(begin)

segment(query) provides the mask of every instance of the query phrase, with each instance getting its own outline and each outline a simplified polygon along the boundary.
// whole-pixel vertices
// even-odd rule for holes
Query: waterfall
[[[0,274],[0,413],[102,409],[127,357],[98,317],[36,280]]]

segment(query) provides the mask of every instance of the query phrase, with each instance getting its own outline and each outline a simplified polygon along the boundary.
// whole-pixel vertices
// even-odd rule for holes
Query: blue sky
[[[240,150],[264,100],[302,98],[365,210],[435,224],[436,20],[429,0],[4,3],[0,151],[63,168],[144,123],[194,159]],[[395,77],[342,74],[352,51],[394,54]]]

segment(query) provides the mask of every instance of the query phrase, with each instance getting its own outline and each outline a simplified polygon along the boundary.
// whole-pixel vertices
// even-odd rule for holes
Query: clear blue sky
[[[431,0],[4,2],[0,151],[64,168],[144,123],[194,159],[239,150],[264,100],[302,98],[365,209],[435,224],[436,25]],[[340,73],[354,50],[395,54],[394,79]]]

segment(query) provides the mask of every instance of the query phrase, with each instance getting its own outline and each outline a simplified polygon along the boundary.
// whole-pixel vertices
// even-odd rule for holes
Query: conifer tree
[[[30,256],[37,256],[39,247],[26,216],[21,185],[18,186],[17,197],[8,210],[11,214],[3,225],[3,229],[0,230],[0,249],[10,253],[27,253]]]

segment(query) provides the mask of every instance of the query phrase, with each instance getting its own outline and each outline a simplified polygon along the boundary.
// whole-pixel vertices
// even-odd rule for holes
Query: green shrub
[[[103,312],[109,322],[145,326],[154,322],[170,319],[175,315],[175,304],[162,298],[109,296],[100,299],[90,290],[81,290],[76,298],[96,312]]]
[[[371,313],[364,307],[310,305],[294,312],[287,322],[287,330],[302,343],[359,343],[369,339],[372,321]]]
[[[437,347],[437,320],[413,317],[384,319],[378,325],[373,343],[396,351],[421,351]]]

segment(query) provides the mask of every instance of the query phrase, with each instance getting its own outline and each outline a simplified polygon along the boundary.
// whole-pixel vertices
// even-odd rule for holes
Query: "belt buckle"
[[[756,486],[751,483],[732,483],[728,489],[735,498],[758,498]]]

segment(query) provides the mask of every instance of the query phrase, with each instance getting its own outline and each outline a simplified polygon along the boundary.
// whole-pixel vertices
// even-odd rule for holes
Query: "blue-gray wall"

(end)

Problem to work on: Rewrite the data from the first line through the line containing "Query: waterfall", replacing "boundary" with "edge" and leaving everything else unchanged.

Output for this exercise:
segment(query) provides the mask of every instance of the query phrase, with each instance getting its own outline and each outline a simplified polygon along the edge.
// whole-pixel vertices
// even-odd rule for holes
Query: waterfall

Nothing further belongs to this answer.